WAT TE DOEN ▸
Kopieer letterlijk het stuk vanaf het begin van de records tot en met de regel met "box: [874, 613, 1158, 1002]". Laat de afbeeldingen daarbij weg.

INVOERMATERIAAL ▸
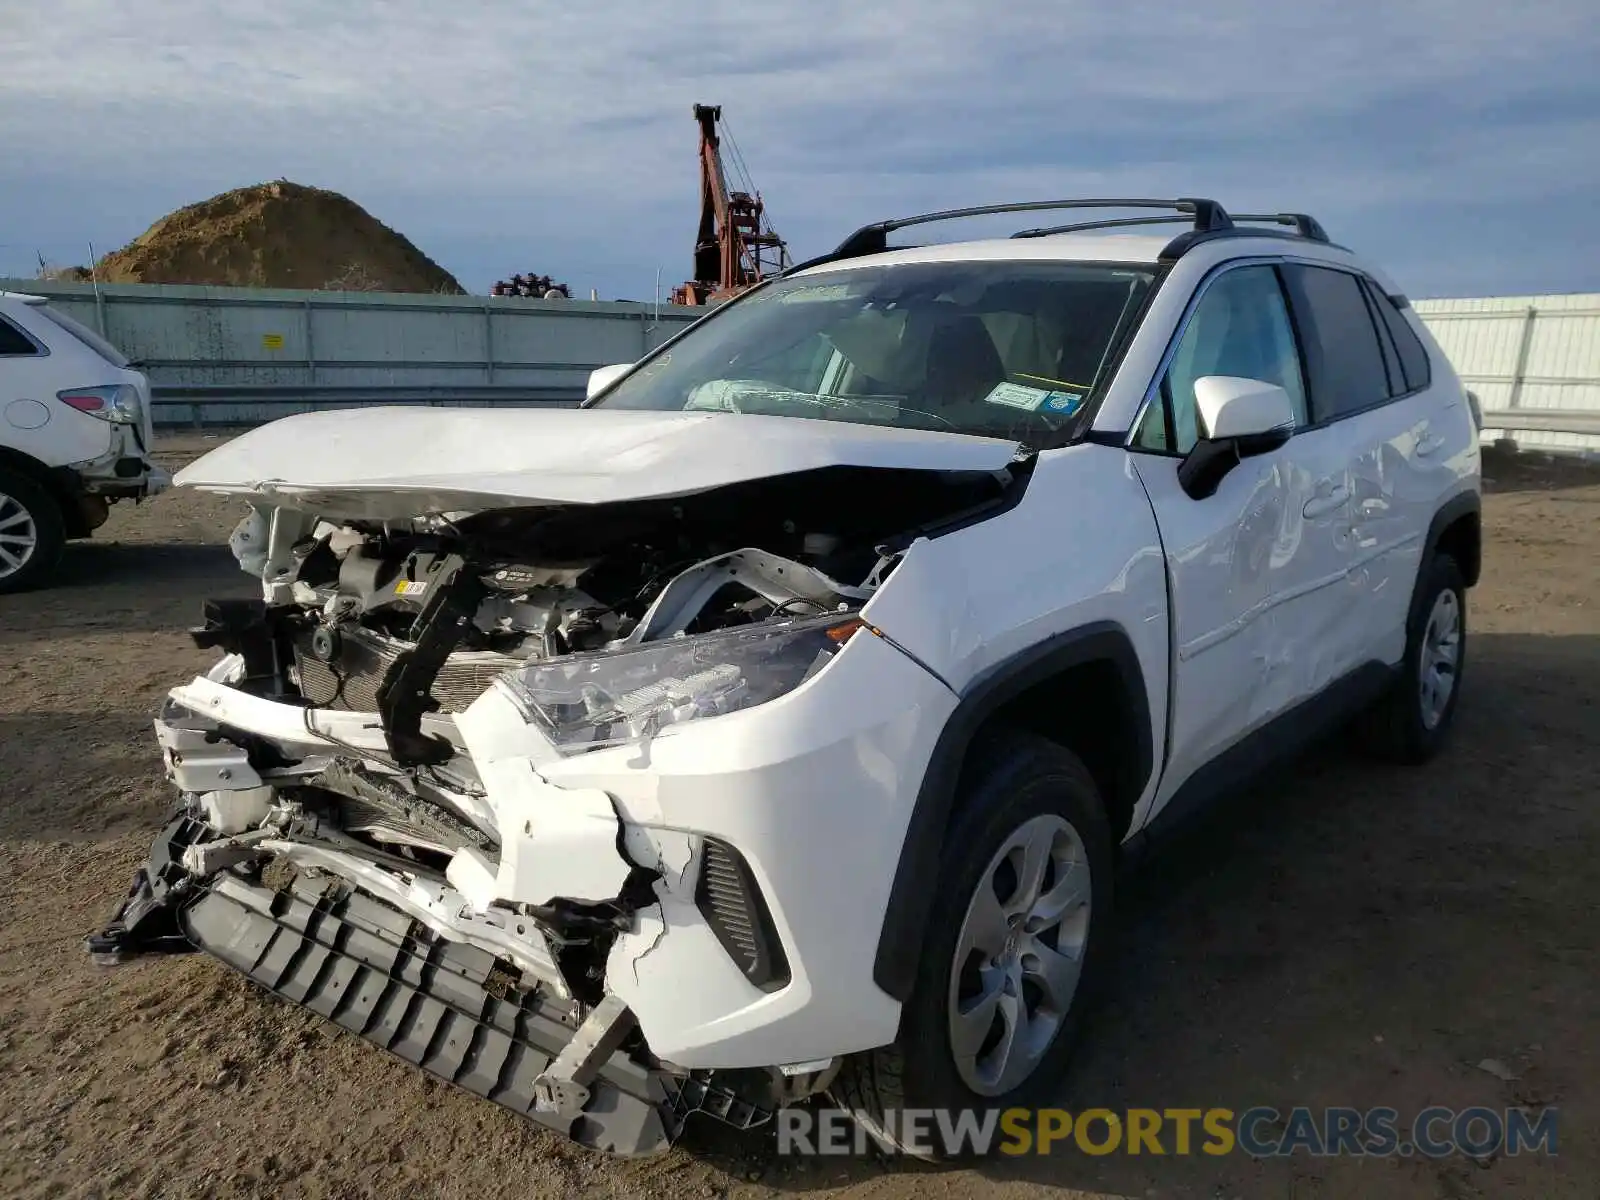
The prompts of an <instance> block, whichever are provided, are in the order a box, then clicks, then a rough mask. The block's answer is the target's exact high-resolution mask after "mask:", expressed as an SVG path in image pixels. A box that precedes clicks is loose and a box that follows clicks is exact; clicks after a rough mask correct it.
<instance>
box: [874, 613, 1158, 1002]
mask: <svg viewBox="0 0 1600 1200" xmlns="http://www.w3.org/2000/svg"><path fill="white" fill-rule="evenodd" d="M1093 662H1109V664H1110V667H1112V669H1114V670H1115V672H1117V675H1118V678H1120V680H1122V685H1123V690H1125V704H1126V706H1128V707H1130V709H1131V714H1130V715H1131V717H1133V726H1134V747H1136V757H1138V763H1136V774H1134V779H1136V784H1138V792H1142V790H1144V787H1146V784H1147V782H1149V779H1150V773H1152V771H1154V770H1155V746H1154V734H1152V731H1150V701H1149V693H1147V690H1146V686H1144V670H1142V669H1141V666H1139V656H1138V653H1136V651H1134V648H1133V638H1131V637H1128V632H1126V630H1125V629H1123V627H1122V626H1120V624H1117V622H1115V621H1096V622H1093V624H1088V626H1082V627H1078V629H1072V630H1069V632H1064V634H1056V635H1054V637H1050V638H1046V640H1043V642H1040V643H1038V645H1034V646H1029V648H1027V650H1024V651H1021V653H1018V654H1014V656H1013V658H1010V659H1006V661H1005V662H1000V664H997V666H995V667H990V669H989V670H987V672H986V674H984V675H981V677H979V678H978V680H976V682H973V683H971V685H968V688H966V690H965V691H963V693H962V698H960V701H958V702H957V706H955V712H952V714H950V718H949V720H947V722H946V725H944V730H942V731H941V733H939V741H938V742H936V744H934V747H933V755H931V757H930V760H928V770H926V771H925V773H923V779H922V787H920V790H918V792H917V802H915V805H914V806H912V814H910V822H909V826H907V829H906V842H904V845H902V846H901V856H899V864H898V866H896V870H894V883H893V886H891V890H890V902H888V909H886V910H885V914H883V928H882V931H880V933H878V950H877V957H875V960H874V963H872V979H874V982H877V986H878V987H882V989H883V990H885V992H888V994H890V995H891V997H894V998H896V1000H901V1002H904V1000H907V998H909V997H910V994H912V987H914V984H915V979H917V965H918V960H920V957H922V939H923V933H925V931H926V925H928V915H930V912H931V909H933V890H934V882H936V878H938V872H939V858H941V853H942V850H944V834H946V830H947V829H949V822H950V813H952V810H954V806H955V792H957V784H958V781H960V774H962V763H963V762H965V758H966V752H968V749H970V746H971V742H973V738H974V736H976V734H978V731H979V728H981V726H982V723H984V722H986V720H987V718H989V717H990V715H992V714H995V712H997V710H998V709H1000V707H1002V706H1005V704H1006V701H1011V699H1014V698H1016V696H1019V694H1022V693H1024V691H1027V690H1029V688H1030V686H1034V685H1035V683H1042V682H1045V680H1046V678H1051V677H1053V675H1059V674H1062V672H1064V670H1070V669H1072V667H1080V666H1088V664H1093Z"/></svg>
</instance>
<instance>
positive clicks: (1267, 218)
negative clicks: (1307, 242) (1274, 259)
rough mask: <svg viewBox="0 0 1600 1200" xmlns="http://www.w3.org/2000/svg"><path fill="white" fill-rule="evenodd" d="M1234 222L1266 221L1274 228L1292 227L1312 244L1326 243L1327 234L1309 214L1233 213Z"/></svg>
mask: <svg viewBox="0 0 1600 1200" xmlns="http://www.w3.org/2000/svg"><path fill="white" fill-rule="evenodd" d="M1234 219H1235V221H1266V222H1267V224H1274V226H1294V232H1296V234H1299V235H1301V237H1304V238H1309V240H1312V242H1326V240H1328V232H1326V230H1325V229H1323V227H1322V222H1320V221H1318V219H1317V218H1314V216H1312V214H1310V213H1235V214H1234Z"/></svg>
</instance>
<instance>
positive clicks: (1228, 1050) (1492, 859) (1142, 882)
mask: <svg viewBox="0 0 1600 1200" xmlns="http://www.w3.org/2000/svg"><path fill="white" fill-rule="evenodd" d="M1470 654H1472V658H1470V662H1469V667H1467V670H1469V685H1467V688H1466V691H1464V694H1462V702H1461V709H1459V714H1458V726H1456V730H1454V734H1453V741H1451V744H1450V746H1448V749H1446V750H1445V752H1443V754H1442V755H1440V757H1438V758H1437V760H1435V762H1434V763H1430V765H1427V766H1424V768H1397V766H1387V765H1381V763H1374V762H1371V760H1366V758H1363V757H1362V755H1358V754H1352V747H1350V746H1347V744H1346V742H1347V741H1349V739H1347V738H1342V736H1341V738H1334V739H1330V741H1328V742H1326V744H1325V746H1322V747H1318V749H1317V750H1315V752H1312V754H1310V755H1309V757H1306V758H1304V760H1302V762H1299V763H1298V765H1294V766H1293V768H1290V770H1286V771H1282V773H1278V774H1277V776H1275V778H1272V779H1269V781H1262V782H1261V784H1259V786H1256V787H1254V789H1251V790H1248V792H1243V794H1238V795H1235V797H1232V798H1230V800H1229V802H1226V803H1224V805H1221V806H1218V808H1216V810H1213V811H1211V813H1210V814H1208V816H1206V818H1205V819H1203V821H1202V822H1198V824H1195V826H1192V827H1190V829H1189V830H1186V832H1184V834H1182V835H1179V837H1178V838H1174V840H1171V842H1168V843H1165V845H1162V846H1158V848H1157V850H1154V853H1152V854H1150V856H1149V858H1146V859H1144V861H1141V864H1139V866H1138V869H1136V872H1133V874H1130V875H1128V877H1126V878H1125V880H1123V882H1122V883H1120V894H1118V938H1117V942H1118V949H1117V960H1115V965H1114V968H1112V971H1110V978H1109V979H1107V986H1106V989H1104V997H1102V998H1101V1003H1099V1005H1098V1006H1096V1008H1094V1010H1093V1011H1091V1014H1090V1019H1088V1021H1086V1027H1085V1035H1083V1042H1082V1043H1080V1048H1078V1051H1077V1056H1075V1062H1074V1067H1072V1070H1070V1074H1069V1075H1067V1077H1066V1078H1064V1080H1062V1082H1061V1086H1059V1090H1058V1093H1056V1098H1054V1101H1053V1104H1056V1106H1059V1107H1062V1109H1067V1110H1069V1112H1074V1114H1075V1112H1083V1110H1085V1109H1091V1107H1102V1109H1110V1110H1114V1112H1123V1110H1126V1109H1130V1107H1147V1109H1155V1110H1165V1109H1173V1107H1189V1109H1211V1107H1227V1109H1230V1110H1234V1112H1235V1114H1237V1112H1242V1110H1245V1109H1248V1107H1253V1106H1274V1107H1277V1109H1278V1110H1282V1112H1286V1110H1288V1109H1291V1107H1294V1106H1310V1107H1314V1109H1322V1107H1328V1106H1352V1107H1358V1109H1366V1107H1371V1106H1392V1107H1395V1109H1398V1110H1400V1112H1402V1114H1416V1112H1418V1110H1421V1109H1422V1107H1426V1106H1429V1104H1446V1106H1451V1107H1456V1109H1462V1107H1469V1106H1472V1104H1486V1106H1491V1107H1499V1109H1504V1107H1507V1106H1509V1104H1544V1102H1550V1101H1552V1098H1562V1099H1563V1101H1565V1102H1571V1104H1573V1106H1574V1107H1576V1106H1578V1104H1579V1096H1576V1094H1571V1093H1581V1094H1582V1099H1586V1101H1589V1102H1592V1101H1594V1099H1595V1096H1594V1085H1592V1083H1590V1082H1586V1080H1590V1078H1592V1075H1590V1074H1586V1072H1592V1067H1594V1064H1595V1061H1597V1054H1600V1048H1597V1046H1595V1029H1594V1026H1592V1021H1590V1019H1589V1014H1590V1013H1592V1008H1590V1003H1592V1002H1590V1000H1589V998H1587V997H1590V995H1592V986H1594V978H1592V944H1590V934H1589V933H1586V930H1592V928H1594V925H1592V922H1594V914H1595V907H1597V902H1600V901H1597V898H1600V870H1597V867H1595V862H1597V861H1600V858H1597V856H1600V813H1597V806H1595V805H1594V795H1595V794H1597V786H1600V757H1597V755H1595V754H1594V736H1595V728H1597V723H1595V680H1597V678H1600V637H1592V635H1581V637H1539V635H1496V634H1480V635H1477V637H1475V638H1474V642H1472V648H1470ZM1530 995H1538V997H1539V1003H1538V1005H1530ZM1518 1054H1522V1056H1523V1058H1515V1056H1518ZM1483 1059H1504V1061H1507V1062H1512V1061H1515V1062H1517V1075H1518V1082H1507V1080H1501V1078H1498V1077H1494V1075H1491V1074H1488V1072H1485V1070H1478V1069H1477V1064H1478V1062H1480V1061H1483ZM709 1126H710V1122H707V1123H706V1125H702V1126H701V1130H699V1131H694V1133H693V1134H691V1136H690V1138H686V1142H688V1146H690V1147H691V1150H693V1152H696V1154H704V1155H710V1157H712V1158H714V1160H715V1162H717V1163H720V1165H723V1168H725V1170H728V1171H738V1173H739V1174H742V1176H744V1178H750V1176H754V1174H760V1178H762V1179H763V1182H765V1184H768V1186H771V1187H779V1189H784V1190H798V1192H805V1190H813V1189H822V1187H838V1186H842V1184H843V1182H846V1181H854V1182H859V1181H866V1179H870V1178H874V1176H878V1174H885V1173H902V1171H912V1173H925V1171H933V1173H938V1174H949V1173H952V1171H955V1173H962V1174H976V1176H978V1178H981V1179H987V1181H995V1182H1026V1184H1038V1186H1048V1187H1075V1189H1083V1190H1085V1192H1090V1194H1096V1195H1130V1197H1144V1195H1163V1197H1171V1195H1179V1197H1182V1195H1195V1197H1202V1195H1203V1197H1213V1195H1227V1197H1232V1195H1258V1194H1274V1195H1290V1194H1294V1195H1299V1194H1302V1192H1301V1190H1298V1189H1299V1187H1302V1189H1306V1190H1304V1194H1306V1195H1325V1194H1339V1195H1344V1194H1350V1195H1411V1194H1416V1192H1422V1194H1427V1195H1434V1194H1450V1195H1472V1194H1477V1189H1478V1187H1480V1186H1483V1176H1482V1171H1483V1170H1488V1166H1490V1163H1488V1162H1485V1163H1477V1165H1475V1163H1474V1162H1472V1160H1466V1158H1459V1157H1458V1158H1453V1160H1442V1162H1426V1160H1416V1162H1411V1160H1406V1162H1400V1160H1394V1158H1392V1160H1389V1162H1386V1163H1376V1162H1368V1163H1366V1166H1365V1171H1363V1170H1360V1168H1362V1162H1360V1160H1358V1158H1342V1160H1338V1158H1322V1160H1314V1158H1307V1157H1306V1155H1304V1154H1301V1155H1296V1157H1294V1158H1293V1160H1286V1158H1275V1160H1261V1162H1258V1160H1251V1158H1248V1157H1246V1155H1243V1154H1242V1152H1234V1154H1232V1155H1227V1157H1208V1155H1205V1154H1200V1152H1198V1144H1200V1138H1198V1126H1197V1138H1195V1142H1194V1146H1195V1150H1194V1152H1192V1154H1189V1155H1179V1154H1174V1146H1173V1141H1171V1134H1168V1136H1166V1144H1165V1157H1152V1155H1150V1154H1149V1152H1146V1154H1142V1155H1130V1154H1126V1152H1123V1150H1118V1152H1112V1154H1106V1155H1104V1157H1093V1155H1088V1154H1083V1152H1082V1150H1080V1149H1077V1147H1075V1146H1074V1144H1072V1142H1070V1139H1069V1141H1067V1142H1064V1144H1058V1146H1056V1149H1054V1152H1053V1154H1051V1155H1048V1157H1038V1155H1026V1157H1013V1158H1002V1157H989V1158H984V1160H979V1162H974V1163H966V1165H960V1166H938V1168H930V1166H923V1165H914V1163H906V1162H893V1163H888V1162H883V1160H870V1158H786V1157H779V1155H778V1154H776V1144H774V1141H773V1138H771V1134H766V1136H765V1139H762V1138H755V1136H744V1138H738V1139H734V1138H728V1136H718V1134H715V1133H712V1131H710V1128H709ZM1574 1134H1579V1136H1571V1138H1570V1136H1568V1128H1566V1126H1563V1130H1562V1138H1563V1141H1562V1157H1560V1158H1558V1160H1555V1162H1554V1166H1552V1160H1547V1158H1538V1157H1523V1158H1506V1160H1496V1162H1493V1170H1494V1173H1496V1176H1494V1181H1493V1186H1494V1189H1496V1190H1498V1192H1504V1190H1506V1189H1507V1187H1509V1189H1510V1192H1512V1194H1530V1195H1531V1194H1544V1195H1549V1194H1552V1190H1550V1189H1547V1187H1546V1186H1544V1181H1547V1179H1549V1173H1550V1171H1552V1170H1562V1171H1570V1170H1574V1168H1579V1165H1581V1163H1587V1171H1589V1173H1590V1174H1592V1173H1594V1171H1597V1170H1600V1162H1597V1160H1600V1149H1597V1146H1595V1144H1594V1139H1592V1138H1590V1139H1587V1141H1581V1133H1579V1131H1574ZM1101 1136H1104V1134H1101ZM1579 1170H1582V1168H1579ZM1541 1171H1542V1173H1544V1174H1541ZM1307 1176H1312V1178H1307ZM1318 1179H1320V1181H1322V1182H1318ZM1474 1179H1478V1182H1474ZM1323 1182H1326V1186H1328V1189H1331V1190H1323ZM1590 1182H1592V1178H1590ZM939 1186H942V1187H955V1184H954V1182H941V1184H939ZM1440 1189H1442V1190H1440ZM1574 1194H1576V1192H1574ZM1590 1194H1592V1192H1590Z"/></svg>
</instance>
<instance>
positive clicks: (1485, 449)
mask: <svg viewBox="0 0 1600 1200" xmlns="http://www.w3.org/2000/svg"><path fill="white" fill-rule="evenodd" d="M1595 486H1600V462H1592V461H1584V459H1582V458H1579V456H1576V454H1544V453H1539V451H1538V450H1522V451H1518V450H1501V448H1498V446H1485V448H1483V491H1485V494H1490V496H1507V494H1515V493H1523V491H1570V490H1573V488H1595Z"/></svg>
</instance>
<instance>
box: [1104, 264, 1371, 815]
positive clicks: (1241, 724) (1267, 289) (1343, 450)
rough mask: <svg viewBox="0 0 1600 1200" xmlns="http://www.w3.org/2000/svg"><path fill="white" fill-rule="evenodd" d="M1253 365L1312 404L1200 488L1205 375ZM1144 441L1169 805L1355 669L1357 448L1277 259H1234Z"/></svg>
mask: <svg viewBox="0 0 1600 1200" xmlns="http://www.w3.org/2000/svg"><path fill="white" fill-rule="evenodd" d="M1208 374H1229V376H1243V378H1248V379H1261V381H1266V382H1274V384H1278V386H1280V387H1283V389H1285V390H1286V392H1288V394H1290V397H1291V400H1293V402H1294V403H1296V408H1298V410H1299V427H1298V430H1296V434H1294V435H1293V437H1291V438H1290V440H1288V443H1285V445H1283V446H1280V448H1278V450H1275V451H1272V453H1269V454H1261V456H1254V458H1246V459H1243V461H1240V462H1238V464H1237V466H1235V467H1234V469H1232V470H1230V472H1229V474H1227V477H1224V480H1222V482H1221V485H1219V486H1218V490H1216V493H1214V494H1211V496H1208V498H1205V499H1194V498H1190V496H1189V494H1187V493H1186V491H1184V490H1182V486H1181V485H1179V482H1178V464H1179V462H1181V461H1182V456H1184V454H1187V453H1189V450H1192V448H1194V445H1195V442H1197V440H1198V437H1200V429H1198V419H1197V410H1195V398H1194V381H1195V379H1198V378H1203V376H1208ZM1131 450H1134V451H1144V453H1134V454H1133V461H1134V466H1136V470H1138V472H1139V478H1141V480H1142V482H1144V486H1146V491H1147V493H1149V496H1150V502H1152V506H1154V507H1155V518H1157V523H1158V526H1160V533H1162V546H1163V550H1165V555H1166V571H1168V587H1170V594H1171V611H1173V616H1171V621H1173V702H1171V712H1173V717H1171V734H1170V736H1171V741H1170V747H1168V768H1166V773H1165V776H1163V779H1162V786H1160V792H1158V794H1157V805H1162V803H1165V802H1166V798H1170V797H1171V794H1173V792H1174V790H1176V789H1178V786H1181V784H1182V782H1184V781H1186V779H1187V778H1189V776H1190V774H1192V773H1194V771H1195V770H1197V768H1198V766H1202V765H1205V763H1206V762H1210V760H1213V758H1216V757H1218V755H1219V754H1221V752H1224V750H1227V749H1229V747H1230V746H1232V744H1235V742H1237V741H1240V739H1242V738H1243V736H1245V734H1248V733H1251V731H1253V730H1256V728H1259V726H1261V725H1264V723H1266V722H1267V720H1270V718H1272V717H1275V715H1278V714H1282V712H1283V710H1286V709H1290V707H1293V706H1294V704H1296V702H1298V701H1301V699H1304V698H1307V696H1309V694H1310V693H1314V691H1318V690H1320V688H1322V686H1323V685H1325V683H1326V682H1328V680H1330V678H1333V677H1336V675H1339V674H1342V672H1344V670H1346V669H1347V658H1349V645H1347V643H1344V642H1341V640H1339V638H1336V637H1330V630H1331V629H1333V627H1336V626H1339V624H1341V621H1342V614H1341V605H1342V602H1344V597H1342V592H1341V587H1342V584H1344V579H1346V574H1347V568H1349V554H1350V539H1349V494H1350V478H1349V459H1347V453H1346V446H1344V443H1342V440H1341V437H1339V434H1338V430H1326V429H1318V427H1315V426H1314V422H1312V421H1310V414H1309V410H1307V408H1306V384H1304V370H1302V363H1301V357H1299V352H1298V347H1296V336H1294V328H1293V323H1291V320H1290V312H1288V306H1286V302H1285V296H1283V290H1282V285H1280V278H1278V270H1277V266H1275V264H1272V262H1259V261H1258V262H1248V264H1242V266H1230V267H1226V269H1224V270H1222V272H1219V274H1216V275H1213V277H1211V278H1210V280H1208V282H1206V285H1203V291H1202V293H1200V296H1198V298H1197V299H1195V302H1194V306H1192V309H1190V314H1189V317H1187V322H1186V326H1184V330H1182V333H1181V336H1179V339H1178V344H1176V347H1174V350H1173V352H1171V357H1170V362H1168V366H1166V368H1165V373H1163V376H1162V379H1160V382H1158V387H1157V392H1155V395H1154V397H1152V402H1150V403H1149V406H1147V410H1146V414H1144V419H1142V421H1141V426H1139V429H1138V432H1136V434H1134V438H1133V443H1131Z"/></svg>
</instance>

RESULTAAT OEFENING ▸
The prompts of an <instance> block, whichever are provided, are in the order a box, then clicks, then a rough mask. The block's answer is the target's exact high-resolution mask after "mask:", expressed as an SVG path in image pixels. A box that precedes clicks is loose and a box that follows clicks is exact; clicks after a rough mask correct it.
<instance>
box: [874, 613, 1158, 1002]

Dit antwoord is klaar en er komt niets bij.